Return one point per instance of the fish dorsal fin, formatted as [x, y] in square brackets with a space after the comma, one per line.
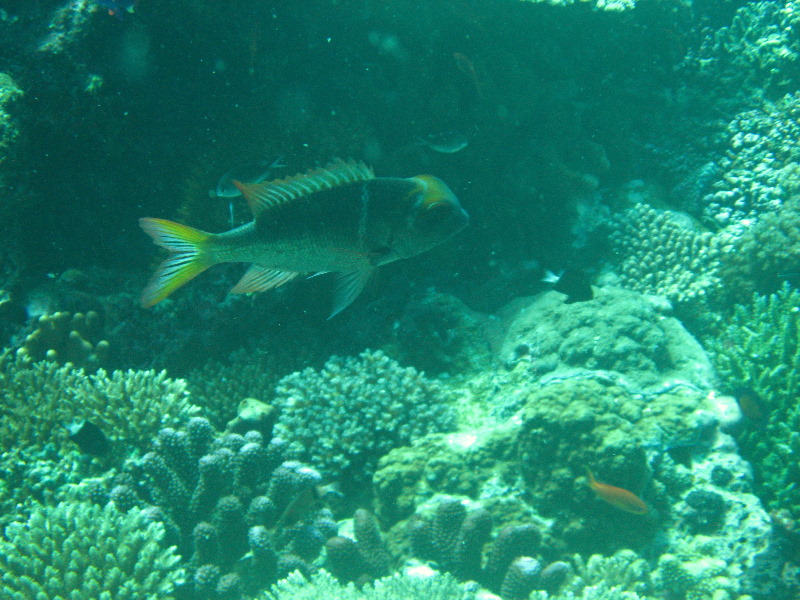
[263, 196]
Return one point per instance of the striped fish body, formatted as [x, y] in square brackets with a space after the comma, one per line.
[358, 225]
[338, 219]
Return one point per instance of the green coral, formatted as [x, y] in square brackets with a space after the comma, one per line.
[219, 386]
[666, 254]
[324, 586]
[624, 569]
[80, 551]
[758, 169]
[610, 5]
[9, 130]
[759, 48]
[39, 399]
[619, 331]
[765, 250]
[343, 418]
[759, 350]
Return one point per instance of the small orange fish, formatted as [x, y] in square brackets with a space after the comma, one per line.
[622, 499]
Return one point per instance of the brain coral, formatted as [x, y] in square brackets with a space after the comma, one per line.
[618, 331]
[346, 416]
[76, 551]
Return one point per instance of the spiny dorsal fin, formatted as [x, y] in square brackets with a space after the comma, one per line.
[263, 196]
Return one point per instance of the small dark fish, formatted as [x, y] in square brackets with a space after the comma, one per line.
[446, 142]
[117, 8]
[89, 437]
[573, 283]
[338, 219]
[248, 173]
[752, 406]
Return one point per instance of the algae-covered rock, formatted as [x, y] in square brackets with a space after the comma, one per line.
[439, 333]
[618, 331]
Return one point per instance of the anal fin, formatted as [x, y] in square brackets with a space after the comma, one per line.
[261, 279]
[347, 288]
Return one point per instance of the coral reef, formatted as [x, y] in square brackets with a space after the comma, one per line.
[240, 516]
[610, 5]
[664, 253]
[758, 49]
[344, 417]
[758, 169]
[65, 337]
[758, 353]
[438, 333]
[9, 128]
[363, 559]
[618, 331]
[218, 387]
[765, 254]
[322, 586]
[454, 538]
[77, 550]
[39, 399]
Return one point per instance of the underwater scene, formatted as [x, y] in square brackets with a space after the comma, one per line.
[400, 300]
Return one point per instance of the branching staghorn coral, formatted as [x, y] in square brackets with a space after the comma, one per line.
[37, 401]
[758, 353]
[323, 586]
[758, 48]
[343, 418]
[759, 168]
[82, 551]
[663, 253]
[610, 5]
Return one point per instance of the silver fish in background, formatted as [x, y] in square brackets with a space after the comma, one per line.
[340, 218]
[444, 142]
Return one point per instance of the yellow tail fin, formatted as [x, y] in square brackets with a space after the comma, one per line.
[189, 257]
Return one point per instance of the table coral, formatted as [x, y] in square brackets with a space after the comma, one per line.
[344, 417]
[76, 550]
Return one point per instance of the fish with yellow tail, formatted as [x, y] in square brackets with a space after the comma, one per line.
[621, 498]
[338, 219]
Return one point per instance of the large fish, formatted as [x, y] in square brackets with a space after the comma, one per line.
[340, 218]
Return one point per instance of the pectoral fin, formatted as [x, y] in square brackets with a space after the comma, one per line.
[260, 279]
[347, 287]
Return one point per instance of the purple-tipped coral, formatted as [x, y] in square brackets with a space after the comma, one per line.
[242, 518]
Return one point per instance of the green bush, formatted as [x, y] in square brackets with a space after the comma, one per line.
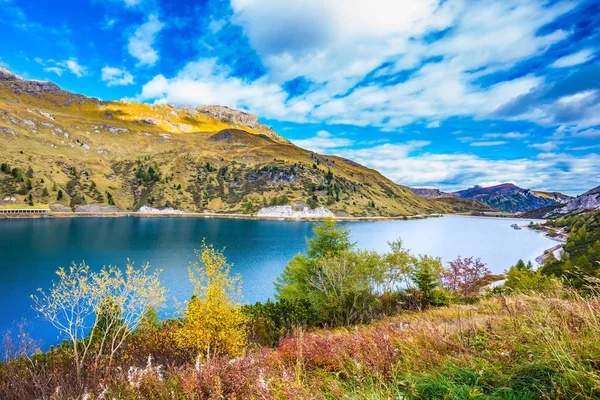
[272, 320]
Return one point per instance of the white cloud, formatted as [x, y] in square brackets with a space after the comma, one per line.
[108, 23]
[546, 146]
[588, 133]
[206, 82]
[336, 43]
[59, 67]
[56, 70]
[73, 65]
[322, 142]
[507, 135]
[574, 59]
[116, 77]
[488, 143]
[142, 41]
[548, 171]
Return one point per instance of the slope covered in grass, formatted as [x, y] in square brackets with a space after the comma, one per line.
[204, 159]
[516, 347]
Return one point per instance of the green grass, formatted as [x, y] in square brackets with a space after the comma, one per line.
[112, 156]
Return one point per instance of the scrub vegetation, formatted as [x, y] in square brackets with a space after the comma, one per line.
[346, 323]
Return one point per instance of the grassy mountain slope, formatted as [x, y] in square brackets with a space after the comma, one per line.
[456, 204]
[510, 198]
[196, 159]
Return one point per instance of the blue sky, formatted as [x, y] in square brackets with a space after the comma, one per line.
[432, 93]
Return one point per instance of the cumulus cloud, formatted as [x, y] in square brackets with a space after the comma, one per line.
[574, 59]
[59, 67]
[116, 76]
[547, 171]
[574, 100]
[76, 69]
[488, 143]
[336, 44]
[507, 135]
[546, 146]
[207, 82]
[142, 41]
[323, 142]
[56, 70]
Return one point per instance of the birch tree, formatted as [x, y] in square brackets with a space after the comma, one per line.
[97, 311]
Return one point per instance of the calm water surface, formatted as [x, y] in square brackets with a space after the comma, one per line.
[32, 249]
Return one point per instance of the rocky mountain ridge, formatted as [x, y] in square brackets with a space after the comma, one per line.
[586, 202]
[505, 197]
[76, 151]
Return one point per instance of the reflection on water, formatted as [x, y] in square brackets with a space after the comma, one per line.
[32, 249]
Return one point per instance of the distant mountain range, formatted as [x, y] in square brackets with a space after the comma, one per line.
[69, 152]
[505, 197]
[588, 201]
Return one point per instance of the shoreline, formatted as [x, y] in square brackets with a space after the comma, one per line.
[559, 236]
[53, 214]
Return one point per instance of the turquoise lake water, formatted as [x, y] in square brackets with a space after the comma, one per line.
[32, 249]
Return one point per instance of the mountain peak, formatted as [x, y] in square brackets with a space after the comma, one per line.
[6, 75]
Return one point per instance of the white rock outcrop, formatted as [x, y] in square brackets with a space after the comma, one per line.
[289, 211]
[588, 201]
[152, 210]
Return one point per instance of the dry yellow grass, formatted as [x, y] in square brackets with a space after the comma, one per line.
[53, 131]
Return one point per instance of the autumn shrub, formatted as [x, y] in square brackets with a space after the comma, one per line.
[271, 320]
[213, 322]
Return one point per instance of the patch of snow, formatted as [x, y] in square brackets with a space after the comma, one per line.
[289, 211]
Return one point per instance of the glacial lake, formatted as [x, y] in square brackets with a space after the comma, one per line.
[32, 249]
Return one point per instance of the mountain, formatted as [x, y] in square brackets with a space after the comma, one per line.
[456, 204]
[589, 201]
[71, 150]
[511, 198]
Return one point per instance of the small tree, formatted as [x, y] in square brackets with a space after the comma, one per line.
[249, 207]
[213, 321]
[426, 276]
[98, 311]
[463, 274]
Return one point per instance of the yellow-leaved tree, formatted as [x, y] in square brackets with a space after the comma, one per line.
[213, 321]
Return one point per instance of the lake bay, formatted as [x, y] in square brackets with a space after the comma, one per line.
[31, 250]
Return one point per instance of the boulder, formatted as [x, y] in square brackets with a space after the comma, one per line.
[60, 208]
[95, 208]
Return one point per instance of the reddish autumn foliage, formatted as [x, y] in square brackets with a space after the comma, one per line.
[463, 274]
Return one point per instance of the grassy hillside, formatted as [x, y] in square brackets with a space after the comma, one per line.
[516, 347]
[195, 159]
[510, 198]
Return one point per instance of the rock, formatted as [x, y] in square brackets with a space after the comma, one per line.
[114, 129]
[588, 201]
[230, 116]
[60, 208]
[6, 75]
[152, 210]
[288, 211]
[149, 121]
[9, 131]
[95, 208]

• [Stated problem] Recast everything from the line containing "Return one point per instance of the reddish" down to the end of the rows as a two-column CSV with the header instruction,output. Give one CSV line per instruction, put the instruction and its points each in a single quoted field, and replace any line breaks with spaces.

• [Response to this task]
instruction,output
"Return one point per instance of the reddish autumn foliage, formatted as [x, y] in square brackets with a space after the comma, one per line.","[463, 274]"
"Return one point per instance of the grassy hillside, formatted as [x, y] in square brackets with a space after the comma, one per line.","[516, 347] [195, 159] [510, 198]"
"Return one point per instance of the rock, formatted as [x, y] in square brackets with a space after the comma, one per line.","[114, 129] [588, 201] [230, 116] [60, 208] [6, 75] [152, 210] [288, 211] [149, 121] [9, 131] [95, 208]"